___ AANGELEVERDE GEGEVENS

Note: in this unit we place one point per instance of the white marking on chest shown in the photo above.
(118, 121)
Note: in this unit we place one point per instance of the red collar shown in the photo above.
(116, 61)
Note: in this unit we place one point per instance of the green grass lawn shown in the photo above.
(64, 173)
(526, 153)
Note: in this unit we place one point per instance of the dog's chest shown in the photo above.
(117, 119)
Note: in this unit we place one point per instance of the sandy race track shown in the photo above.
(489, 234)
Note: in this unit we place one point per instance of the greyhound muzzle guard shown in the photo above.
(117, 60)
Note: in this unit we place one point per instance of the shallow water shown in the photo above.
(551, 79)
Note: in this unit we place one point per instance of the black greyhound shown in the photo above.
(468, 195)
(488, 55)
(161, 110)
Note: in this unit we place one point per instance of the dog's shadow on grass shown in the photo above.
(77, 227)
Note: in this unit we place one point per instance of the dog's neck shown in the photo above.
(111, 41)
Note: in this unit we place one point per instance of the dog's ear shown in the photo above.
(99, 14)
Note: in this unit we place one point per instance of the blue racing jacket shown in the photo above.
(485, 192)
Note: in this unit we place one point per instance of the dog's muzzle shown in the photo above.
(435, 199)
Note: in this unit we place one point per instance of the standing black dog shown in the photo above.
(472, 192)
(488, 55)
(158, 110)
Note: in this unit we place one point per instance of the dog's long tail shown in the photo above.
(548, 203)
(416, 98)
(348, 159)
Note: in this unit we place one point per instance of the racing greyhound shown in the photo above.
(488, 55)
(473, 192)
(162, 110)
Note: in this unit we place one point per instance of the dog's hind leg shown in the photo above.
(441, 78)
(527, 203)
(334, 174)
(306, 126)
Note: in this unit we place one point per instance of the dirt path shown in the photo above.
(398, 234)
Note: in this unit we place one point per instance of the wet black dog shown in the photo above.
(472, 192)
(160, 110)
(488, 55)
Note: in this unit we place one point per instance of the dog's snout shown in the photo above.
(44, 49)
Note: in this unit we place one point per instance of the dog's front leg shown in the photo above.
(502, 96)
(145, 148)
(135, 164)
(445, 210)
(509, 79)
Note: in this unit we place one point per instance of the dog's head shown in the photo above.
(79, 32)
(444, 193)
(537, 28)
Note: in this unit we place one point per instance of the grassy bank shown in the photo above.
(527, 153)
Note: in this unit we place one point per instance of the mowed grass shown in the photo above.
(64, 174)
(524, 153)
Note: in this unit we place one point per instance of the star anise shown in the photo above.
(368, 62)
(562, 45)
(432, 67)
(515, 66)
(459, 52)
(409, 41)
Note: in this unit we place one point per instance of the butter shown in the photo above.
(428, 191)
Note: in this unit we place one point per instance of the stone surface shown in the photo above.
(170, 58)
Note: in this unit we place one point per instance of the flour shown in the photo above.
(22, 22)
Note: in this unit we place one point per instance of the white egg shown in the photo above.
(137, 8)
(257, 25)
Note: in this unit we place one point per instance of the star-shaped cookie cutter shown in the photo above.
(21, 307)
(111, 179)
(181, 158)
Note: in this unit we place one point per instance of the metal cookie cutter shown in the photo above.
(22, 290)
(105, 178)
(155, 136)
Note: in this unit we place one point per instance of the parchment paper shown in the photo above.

______

[DE OPDRACHT]
Herhaal alle vermeldingen hierboven woord voor woord, van de eerste tot de laatste.

[ANTWOORD]
Note: in this unit we place one point per instance of the white marking on chest shown in the photo above.
(118, 121)
Note: in this unit we place one point per instance of the red collar shown in the photo above.
(116, 61)
Note: in this unit we place one point per instance of the green grass lawn shown in the photo above.
(64, 173)
(526, 153)
Note: in this unit we place one point per instance of the dog's chest shown in the photo above.
(117, 119)
Note: in this unit we place one point per instance of the sandy race track shown in the photo above.
(489, 234)
Note: in this unit we place one point per instance of the greyhound muzzle guard shown in the photo above.
(117, 60)
Note: in this unit we place one point per instance of the shallow water shown in the photo above.
(551, 79)
Note: in this unit we place one point per instance of the black greyhound shown in the photo above.
(468, 195)
(488, 55)
(161, 110)
Note: in this unit we place one point per instance of the dog's shadow on grass shown in the photo above.
(77, 227)
Note: in this unit we place one point per instance of the dog's neck shown in the photo above.
(111, 41)
Note: in this unit we place one point per instance of the dog's ear shown in the photo above.
(99, 14)
Note: in this unit we place one point per instance of the blue racing jacket shown in the photo above.
(485, 192)
Note: in this unit we place one point per instance of the dog's muzzle shown in the photo above.
(435, 199)
Note: in this unit we place one point per instance of the standing black dog shown in the photo above.
(472, 192)
(488, 55)
(158, 110)
Note: in this unit we place one point per instance of the dog's long tail shown in the photo above.
(548, 203)
(416, 98)
(348, 159)
Note: in this unit we place one point per instance of the racing greyhound shown in the photo above.
(488, 55)
(473, 192)
(162, 110)
Note: in this unit we place one point per instance of the dog's hind leg shown in the photo above.
(441, 78)
(527, 203)
(334, 174)
(306, 126)
Note: in this unit we place one point per instance of the dirt path shown in the photo above.
(398, 234)
Note: in this unit we place one point per instance of the wet black dog shown in the photo above.
(472, 192)
(160, 110)
(488, 55)
Note: in this unit we place one point per instance of the dog's snout shown in the photo above.
(44, 49)
Note: in this unit we place one point per instance of the dog's front leg shown in the photo above.
(502, 96)
(145, 148)
(135, 164)
(445, 210)
(509, 79)
Note: in this unit we place one point per instance of the dog's head shown in the photo above.
(79, 32)
(444, 193)
(537, 28)
Note: in this unit we place one point per instance of the grassy bank shown in the photo above.
(527, 153)
Note: in this unit we place one point per instance of the mowed grass shown in the photo above.
(64, 174)
(524, 153)
Note: in this unit we place one point per instance of the star anise shown in the photo above.
(368, 62)
(562, 45)
(432, 67)
(515, 66)
(459, 52)
(409, 41)
Note: in this unit we place one point per instance of the butter shown in the photo above.
(428, 191)
Note: in this unit we place one point per instance of the stone surface shown in the photo above.
(170, 58)
Note: in this unit we place one point per instance of the flour shown in the photo above.
(22, 22)
Note: in this unit we place one point per instance of the white egg shown in the photo above.
(137, 8)
(257, 25)
Note: in this unit we place one point per instance of the star-shaped cookie cutter shown in the photo above.
(21, 307)
(111, 179)
(181, 158)
Note: in this unit we place one point per instance of the metal cookie cutter shown in the photo above.
(22, 290)
(105, 178)
(155, 136)
Note: in this unit we place one point per instance of the parchment paper shown in the photo above.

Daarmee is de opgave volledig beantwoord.